**TEXTAUSZUG:**
_ _ _ _ _ _ _

Sobald die Grünlandernte im Frühjahr ansteht, sorgen sich Landwirte, ob sich im Grasaufwuchs Jungwild wie Rehkitze, Junghasen oder Gelege von Bodenbrütern befinden. Vorrangig ist es der erste Schnitt, der die Gefahr birgt, Jungwild auszumähen.
Zum Autor: Michael Sommer ist Förster, Jäger, Hundeführer und Mitinitiator der „Wendschen Kitzrettung“, einer Unterabteilung des Mountain-Bike Vereins „MTB Wendener Land e. V.“ in Wenden, Kreis Olpe. Die Wendschen Kitzretter sind 2021 mit der Jungtierrettung gestartet und haben insgesamt mehr als 200 Kitze sowie Junghasen und Igel gefunden und vor dem Mähtod gerettet. Die Gruppe umfasst aktuell gut 50 ehrenamtliche Helfer: vom 14-jährigen Schüler bis zum 70-jährigen Rentner. www.wendsche-kitzrettung.de/
Risiko mindern
Im Zeitalter von Drohnentechnik und hochauflösenden Wärmebildkameras sowie der inzwischen – auch Dank staatlicher Förderung – nahezu flächendeckenden Präsenz von „Kitzrettern“ lässt sich das Risiko des Mähtodes deutlich mindern. Wichtig bei allen Beteiligten, sprich Landwirten, Jägern und Wildtierrettern ist, dass die Grundeinstellung stimmt, die Kommunikation funktioniert und der Wille da ist, seinen jeweiligen Beitrag hierbei zu leisten.

_ _ _ _ _ _ _

**DATENSÄTZE:**
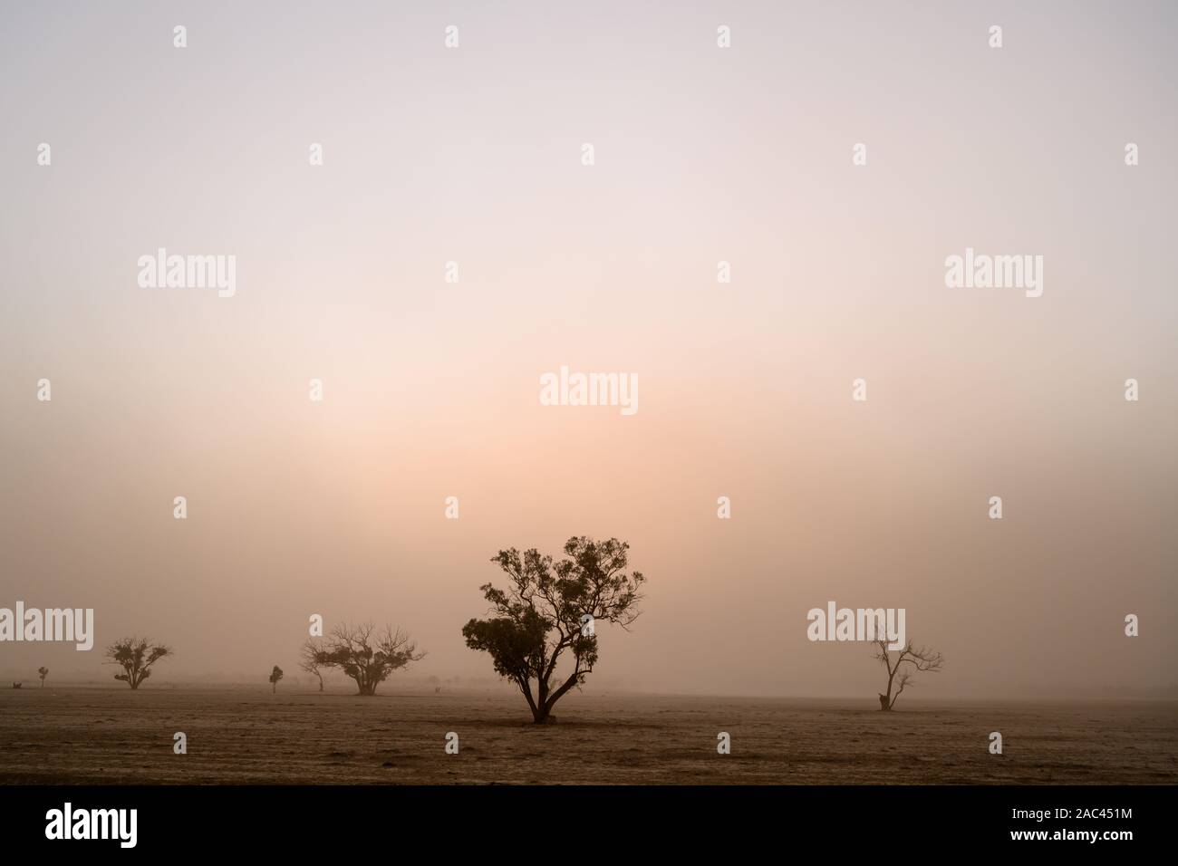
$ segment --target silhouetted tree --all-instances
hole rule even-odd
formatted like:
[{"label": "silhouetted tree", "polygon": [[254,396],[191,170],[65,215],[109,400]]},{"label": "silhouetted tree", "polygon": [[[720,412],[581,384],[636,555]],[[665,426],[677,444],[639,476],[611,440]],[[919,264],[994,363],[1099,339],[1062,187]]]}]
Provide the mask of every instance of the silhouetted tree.
[{"label": "silhouetted tree", "polygon": [[311,637],[299,650],[298,662],[299,668],[319,679],[320,692],[323,692],[323,668],[319,667],[319,653],[322,652],[323,643],[318,639]]},{"label": "silhouetted tree", "polygon": [[[880,709],[885,712],[892,712],[905,686],[912,682],[914,673],[927,670],[935,674],[945,665],[945,659],[940,653],[934,653],[927,647],[914,647],[912,646],[912,641],[908,641],[905,648],[899,650],[898,655],[892,656],[889,652],[895,650],[888,650],[888,643],[891,641],[886,637],[875,641],[875,644],[880,648],[880,652],[875,654],[875,659],[887,668],[887,693],[880,694]],[[893,657],[895,659],[894,665],[892,663]],[[901,665],[907,665],[908,667],[901,670]],[[899,674],[899,679],[896,679],[896,674]],[[892,694],[893,687],[895,688],[894,695]]]},{"label": "silhouetted tree", "polygon": [[376,687],[393,670],[425,657],[425,653],[418,653],[417,644],[399,628],[385,626],[378,635],[373,635],[373,630],[371,622],[356,627],[348,623],[336,626],[323,648],[316,653],[316,665],[339,668],[356,680],[362,695],[373,695]]},{"label": "silhouetted tree", "polygon": [[[479,587],[492,616],[471,620],[462,634],[468,647],[490,653],[496,673],[519,688],[537,725],[556,721],[555,703],[593,670],[596,626],[610,622],[627,628],[637,619],[646,579],[638,571],[626,573],[629,547],[617,538],[596,542],[581,536],[569,538],[560,562],[535,548],[522,556],[511,548],[491,557],[510,586]],[[565,650],[573,656],[573,670],[554,688],[556,663]]]},{"label": "silhouetted tree", "polygon": [[164,643],[152,643],[146,637],[124,637],[106,648],[107,665],[118,665],[123,668],[121,674],[115,674],[115,680],[139,688],[144,680],[151,676],[151,666],[168,655],[174,655],[176,650]]}]

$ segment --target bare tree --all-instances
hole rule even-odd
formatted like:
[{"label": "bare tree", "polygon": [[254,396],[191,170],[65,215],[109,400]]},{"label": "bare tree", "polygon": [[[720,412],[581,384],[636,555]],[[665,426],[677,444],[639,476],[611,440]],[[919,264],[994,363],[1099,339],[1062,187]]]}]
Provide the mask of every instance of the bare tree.
[{"label": "bare tree", "polygon": [[124,637],[106,648],[106,657],[110,659],[106,663],[121,667],[123,673],[115,674],[114,679],[137,689],[151,676],[152,665],[174,653],[171,647],[152,643],[146,637]]},{"label": "bare tree", "polygon": [[319,690],[323,692],[323,668],[319,666],[319,653],[323,652],[323,642],[317,637],[311,637],[299,650],[298,666],[306,673],[318,677]]},{"label": "bare tree", "polygon": [[[914,647],[912,641],[908,641],[904,649],[899,652],[899,655],[889,655],[889,642],[886,637],[875,641],[875,644],[879,647],[875,659],[887,668],[887,694],[880,694],[880,709],[888,713],[895,707],[895,702],[905,687],[912,682],[913,674],[916,672],[935,674],[945,665],[945,659],[940,653],[934,653],[927,647]],[[893,657],[895,659],[894,665],[892,663]],[[902,665],[907,667],[901,670],[900,667]],[[896,677],[898,674],[899,679]],[[893,688],[895,689],[895,694],[892,693]]]},{"label": "bare tree", "polygon": [[[626,573],[629,547],[617,538],[596,542],[581,536],[568,540],[560,562],[535,548],[522,556],[511,548],[491,557],[510,586],[502,590],[484,583],[492,616],[471,620],[462,634],[468,647],[489,653],[496,673],[519,688],[536,725],[555,722],[552,706],[593,672],[596,623],[624,629],[638,617],[638,589],[646,577]],[[565,650],[573,655],[573,670],[554,688],[556,662]]]},{"label": "bare tree", "polygon": [[371,622],[362,626],[342,623],[316,652],[315,662],[320,668],[339,668],[356,680],[362,695],[376,694],[376,687],[393,670],[410,662],[421,661],[425,653],[417,652],[417,644],[399,628],[385,626],[375,634]]}]

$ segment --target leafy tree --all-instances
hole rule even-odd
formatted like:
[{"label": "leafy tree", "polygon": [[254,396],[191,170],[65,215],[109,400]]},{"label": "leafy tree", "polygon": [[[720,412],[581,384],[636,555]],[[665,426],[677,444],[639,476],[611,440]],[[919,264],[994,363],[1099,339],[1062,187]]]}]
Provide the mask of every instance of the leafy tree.
[{"label": "leafy tree", "polygon": [[151,676],[152,665],[174,654],[171,647],[153,643],[146,637],[124,637],[106,648],[106,657],[110,659],[106,663],[121,667],[123,673],[115,674],[114,679],[137,689]]},{"label": "leafy tree", "polygon": [[[569,538],[558,562],[535,548],[522,555],[515,548],[499,550],[491,557],[508,575],[508,588],[479,587],[491,616],[471,620],[462,634],[468,647],[489,653],[495,672],[519,688],[535,723],[556,721],[552,707],[593,672],[597,624],[624,629],[638,617],[646,579],[638,571],[627,574],[629,547],[617,538],[596,542],[581,536]],[[565,652],[573,670],[554,682]]]},{"label": "leafy tree", "polygon": [[336,626],[323,648],[316,652],[316,665],[339,668],[356,680],[362,695],[373,695],[376,687],[393,670],[425,657],[425,653],[418,653],[417,644],[399,628],[385,626],[379,634],[373,633],[371,622],[355,627],[348,623]]}]

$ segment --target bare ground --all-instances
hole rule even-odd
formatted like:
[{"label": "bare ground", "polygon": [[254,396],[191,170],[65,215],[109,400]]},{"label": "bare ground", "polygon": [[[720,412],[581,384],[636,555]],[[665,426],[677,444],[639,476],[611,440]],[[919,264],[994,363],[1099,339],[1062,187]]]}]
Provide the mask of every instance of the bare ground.
[{"label": "bare ground", "polygon": [[[388,686],[388,685],[386,685]],[[383,686],[382,689],[386,687]],[[266,687],[0,690],[7,784],[1174,784],[1176,702],[571,694],[534,726],[505,693]],[[732,754],[716,753],[716,734]],[[991,755],[999,731],[1005,753]],[[187,754],[173,754],[173,734]],[[444,752],[445,735],[459,753]]]}]

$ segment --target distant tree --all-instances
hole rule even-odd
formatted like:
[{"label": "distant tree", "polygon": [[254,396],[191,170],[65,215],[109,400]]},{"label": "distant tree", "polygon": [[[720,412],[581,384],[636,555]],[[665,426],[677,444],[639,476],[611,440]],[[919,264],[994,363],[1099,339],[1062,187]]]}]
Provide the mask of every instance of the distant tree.
[{"label": "distant tree", "polygon": [[356,680],[362,695],[375,695],[376,687],[393,670],[425,657],[425,653],[418,653],[417,644],[399,628],[385,626],[379,634],[375,630],[371,622],[336,626],[316,652],[316,665],[319,668],[339,668]]},{"label": "distant tree", "polygon": [[[555,722],[552,707],[593,672],[597,624],[624,629],[638,617],[646,577],[626,573],[629,547],[617,538],[596,542],[581,536],[569,538],[560,562],[535,548],[523,555],[515,548],[499,550],[491,557],[508,575],[509,587],[479,587],[492,616],[471,620],[462,635],[471,649],[490,653],[495,672],[519,688],[536,725]],[[556,663],[565,650],[573,670],[554,687]]]},{"label": "distant tree", "polygon": [[[880,694],[880,709],[884,712],[892,712],[905,686],[912,682],[913,674],[918,672],[935,674],[945,665],[945,659],[940,653],[934,653],[927,647],[914,647],[912,646],[912,641],[908,641],[905,648],[898,655],[893,656],[887,648],[889,642],[886,637],[875,641],[875,644],[879,647],[875,659],[887,668],[887,693]],[[893,659],[895,660],[894,665]],[[904,665],[907,667],[901,669]],[[896,679],[898,674],[899,679]],[[892,693],[893,688],[895,689],[895,694]]]},{"label": "distant tree", "polygon": [[319,690],[323,692],[323,668],[319,666],[319,654],[323,652],[323,643],[316,637],[311,637],[299,650],[298,666],[306,673],[318,677]]},{"label": "distant tree", "polygon": [[123,673],[115,674],[114,679],[137,689],[151,676],[152,665],[174,654],[171,647],[152,643],[146,637],[124,637],[106,648],[106,657],[110,659],[106,663],[121,667]]}]

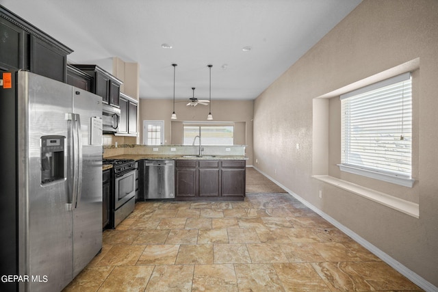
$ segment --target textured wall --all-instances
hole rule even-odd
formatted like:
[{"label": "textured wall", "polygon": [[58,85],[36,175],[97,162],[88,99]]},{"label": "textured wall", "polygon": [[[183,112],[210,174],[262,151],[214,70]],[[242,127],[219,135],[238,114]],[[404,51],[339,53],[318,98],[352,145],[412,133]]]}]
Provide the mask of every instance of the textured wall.
[{"label": "textured wall", "polygon": [[[365,0],[257,98],[253,138],[255,166],[435,286],[437,53],[438,1]],[[402,190],[404,198],[420,204],[417,219],[311,175],[313,98],[418,57],[417,176],[415,187]]]}]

_ _ _ _ _ _ _

**AUFGABEN:**
1 – Prüfen Sie, ob die folgenden Aussagen mit dem Text zur Kitzrettung übereinstimmen, und belegen Sie jede Antwort mit einem wörtlichen Zitat. (a) Vor allem beim ersten Schnitt droht die Gefahr, Jungwild auszumähen. (b) Die Wendschen Kitzretter haben 2019 mit der Jungtierrettung begonnen. (c) Zur Gruppe gehören derzeit gut 50 ehrenamtliche Helfer.
2 – Ändern Sie im Text zur Kitzrettung den Abschnitt von "Sobald die Grünlandernte" bis "birgt, Jungwild auszumähen.": Ersetzen Sie "Frühjahr" durch "Mai", und geben Sie den Abschnitt vollständig wieder.
3 – Führen Sie den Text zur Kitzrettung bitte nach seinem letzten Satz weiter.

**LÖSUNGEN:**
1 –
(a) Ja: „Vorrangig ist es der erste Schnitt, der die Gefahr birgt, Jungwild auszumähen.“
(b) Nein: „Die Wendschen Kitzretter sind 2021 mit der Jungtierrettung gestartet“
(c) Ja: „Die Gruppe umfasst aktuell gut 50 ehrenamtliche Helfer“

2 –
Sobald die Grünlandernte im Mai ansteht, sorgen sich Landwirte, ob sich im Grasaufwuchs Jungwild wie Rehkitze, Junghasen oder Gelege von Bodenbrütern befinden. Vorrangig ist es der erste Schnitt, der die Gefahr birgt, Jungwild auszumähen.

3 –
Hier ein paar grundsätzliche Tipps aus der Praxis:
- Als Landwirte sollten Sie frühzeitig – gerne auch weit vor Beginn der stressigen Frühjahrssaison – auf die Jäger bzw. die Kitzretter vor Ort zukommen und mittels Luftbildern und Kartenausschnitten über die zu befliegenden Flächen informieren. Die Kitzretter können dann die Flugrouten bereits im Vorfeld in der EDV erfassen und auf die Drohnen übertragen.
- Neben der höheren Effektivität („Trefferquote“) und Flächenleistung hat das Befliegen mit Wärmebild-gestützten Drohnen den praktischen Vorteil, dass in die Mahdfläche nur dann gelaufen werden muss, sofern ein Kitz entdeckt wurde. Ein flächiges Belaufen bzw. Niedertreten und Durchstreifen lässt sich so verhindern.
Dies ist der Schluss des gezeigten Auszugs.